Task item
Look over the material for the string "Find". Copy every line where it turns up.

Data in this exercise

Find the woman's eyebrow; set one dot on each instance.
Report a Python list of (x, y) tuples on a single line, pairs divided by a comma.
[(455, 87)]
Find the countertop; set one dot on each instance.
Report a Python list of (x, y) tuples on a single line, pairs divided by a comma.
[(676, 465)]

* * *

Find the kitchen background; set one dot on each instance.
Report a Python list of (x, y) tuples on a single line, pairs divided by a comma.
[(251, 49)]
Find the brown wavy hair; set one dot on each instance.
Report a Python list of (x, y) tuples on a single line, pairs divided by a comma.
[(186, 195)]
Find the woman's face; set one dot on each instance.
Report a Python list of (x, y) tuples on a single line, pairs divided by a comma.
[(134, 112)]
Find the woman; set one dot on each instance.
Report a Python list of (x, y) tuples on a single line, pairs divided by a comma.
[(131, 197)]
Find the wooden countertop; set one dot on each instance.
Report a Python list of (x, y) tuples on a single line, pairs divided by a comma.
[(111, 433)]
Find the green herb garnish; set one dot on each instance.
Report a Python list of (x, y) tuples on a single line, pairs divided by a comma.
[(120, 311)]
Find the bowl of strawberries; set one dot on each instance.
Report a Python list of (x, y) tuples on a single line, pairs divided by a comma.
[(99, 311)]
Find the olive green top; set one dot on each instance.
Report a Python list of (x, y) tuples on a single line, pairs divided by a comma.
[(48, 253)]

Output below
Find the woman's eyebrow; set one dot on each instance.
Find the countertop; set one dot on each instance.
Find the kitchen background; set one dot on each instance.
Find the brown wavy hair; set one dot on each instance.
Find the woman's face; set one dot on each instance.
Find the woman; set one dot on each instance.
Find the wooden countertop; set one dot on each instance.
Find the green herb garnish; set one dot on each instance.
Find the bowl of strawberries; set one dot on each instance.
Find the olive green top; set one dot on each instance.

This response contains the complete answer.